▶ Instructions for the task: Count the lines in the records below that contain the word "stone" and give only that number.

▶ Excerpts from a location annotation dataset:

>>>>

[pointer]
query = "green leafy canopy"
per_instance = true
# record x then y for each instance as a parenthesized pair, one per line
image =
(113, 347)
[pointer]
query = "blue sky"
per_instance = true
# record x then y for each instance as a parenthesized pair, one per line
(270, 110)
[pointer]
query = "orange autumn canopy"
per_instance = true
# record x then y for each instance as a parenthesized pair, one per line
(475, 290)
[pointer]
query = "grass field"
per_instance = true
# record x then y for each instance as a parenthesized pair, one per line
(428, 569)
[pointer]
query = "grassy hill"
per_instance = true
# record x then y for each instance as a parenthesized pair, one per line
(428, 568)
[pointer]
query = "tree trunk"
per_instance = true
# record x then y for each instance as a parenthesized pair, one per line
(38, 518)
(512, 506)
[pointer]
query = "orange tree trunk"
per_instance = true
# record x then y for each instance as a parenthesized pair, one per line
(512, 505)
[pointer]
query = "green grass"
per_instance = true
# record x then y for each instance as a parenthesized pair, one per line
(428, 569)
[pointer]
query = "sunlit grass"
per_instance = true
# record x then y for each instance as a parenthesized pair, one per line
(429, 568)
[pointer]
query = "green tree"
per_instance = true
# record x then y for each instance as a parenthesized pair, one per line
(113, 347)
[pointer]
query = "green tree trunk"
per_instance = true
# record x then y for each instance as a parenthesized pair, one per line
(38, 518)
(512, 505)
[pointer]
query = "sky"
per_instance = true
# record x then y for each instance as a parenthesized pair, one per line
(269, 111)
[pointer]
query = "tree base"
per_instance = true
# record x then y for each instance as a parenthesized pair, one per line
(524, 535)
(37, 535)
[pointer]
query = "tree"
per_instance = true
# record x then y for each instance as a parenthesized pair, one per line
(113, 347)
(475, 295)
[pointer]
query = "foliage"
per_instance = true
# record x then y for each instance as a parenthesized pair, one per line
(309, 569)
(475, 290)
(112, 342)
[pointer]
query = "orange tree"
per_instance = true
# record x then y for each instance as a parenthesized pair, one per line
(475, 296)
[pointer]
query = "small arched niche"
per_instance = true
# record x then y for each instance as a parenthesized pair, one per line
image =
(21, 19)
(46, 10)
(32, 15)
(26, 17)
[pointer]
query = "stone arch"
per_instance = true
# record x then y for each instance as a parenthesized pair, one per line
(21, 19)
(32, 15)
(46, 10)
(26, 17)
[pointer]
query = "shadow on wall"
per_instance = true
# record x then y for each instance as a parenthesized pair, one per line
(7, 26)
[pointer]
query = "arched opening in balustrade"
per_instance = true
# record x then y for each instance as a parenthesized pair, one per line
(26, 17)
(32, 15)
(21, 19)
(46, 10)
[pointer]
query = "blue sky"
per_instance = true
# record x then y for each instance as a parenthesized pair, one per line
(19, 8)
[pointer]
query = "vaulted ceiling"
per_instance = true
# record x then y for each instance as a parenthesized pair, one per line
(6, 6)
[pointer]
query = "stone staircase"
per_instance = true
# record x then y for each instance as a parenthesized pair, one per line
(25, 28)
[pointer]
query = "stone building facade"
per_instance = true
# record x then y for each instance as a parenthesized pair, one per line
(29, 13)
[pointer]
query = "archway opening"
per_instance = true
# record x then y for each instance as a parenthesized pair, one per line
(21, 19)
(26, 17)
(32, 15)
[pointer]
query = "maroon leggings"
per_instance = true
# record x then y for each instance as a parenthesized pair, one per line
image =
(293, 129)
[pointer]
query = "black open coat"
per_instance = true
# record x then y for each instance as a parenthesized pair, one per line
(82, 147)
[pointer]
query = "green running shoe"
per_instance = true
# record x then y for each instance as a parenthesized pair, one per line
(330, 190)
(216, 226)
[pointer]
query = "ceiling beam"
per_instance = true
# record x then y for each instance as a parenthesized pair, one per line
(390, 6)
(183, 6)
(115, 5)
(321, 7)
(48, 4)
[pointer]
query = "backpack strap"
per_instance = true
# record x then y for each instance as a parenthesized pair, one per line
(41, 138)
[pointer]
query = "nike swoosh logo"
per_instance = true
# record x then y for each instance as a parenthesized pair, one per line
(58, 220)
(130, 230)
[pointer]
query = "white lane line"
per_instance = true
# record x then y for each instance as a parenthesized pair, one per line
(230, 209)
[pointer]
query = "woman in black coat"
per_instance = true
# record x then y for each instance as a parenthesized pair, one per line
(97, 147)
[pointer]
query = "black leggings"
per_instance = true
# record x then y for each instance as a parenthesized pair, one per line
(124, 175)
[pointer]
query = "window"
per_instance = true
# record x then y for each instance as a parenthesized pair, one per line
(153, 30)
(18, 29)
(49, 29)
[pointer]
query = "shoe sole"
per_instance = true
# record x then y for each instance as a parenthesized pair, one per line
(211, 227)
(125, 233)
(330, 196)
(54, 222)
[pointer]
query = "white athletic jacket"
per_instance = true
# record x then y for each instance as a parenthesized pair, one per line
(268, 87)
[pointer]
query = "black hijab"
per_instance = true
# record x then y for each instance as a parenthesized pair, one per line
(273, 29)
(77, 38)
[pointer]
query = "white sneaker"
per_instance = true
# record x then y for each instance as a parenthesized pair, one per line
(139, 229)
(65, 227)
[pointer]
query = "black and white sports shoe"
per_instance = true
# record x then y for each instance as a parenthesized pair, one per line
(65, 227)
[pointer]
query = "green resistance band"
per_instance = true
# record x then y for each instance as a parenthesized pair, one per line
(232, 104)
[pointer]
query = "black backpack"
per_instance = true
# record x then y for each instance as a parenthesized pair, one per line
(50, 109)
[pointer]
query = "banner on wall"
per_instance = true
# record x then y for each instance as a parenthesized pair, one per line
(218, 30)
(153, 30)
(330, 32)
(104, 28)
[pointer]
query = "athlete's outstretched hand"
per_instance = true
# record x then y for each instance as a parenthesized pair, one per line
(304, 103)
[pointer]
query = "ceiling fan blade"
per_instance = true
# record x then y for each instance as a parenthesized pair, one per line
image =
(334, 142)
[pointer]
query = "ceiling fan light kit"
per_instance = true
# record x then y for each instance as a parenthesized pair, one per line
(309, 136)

<<<<

▶ Output: 3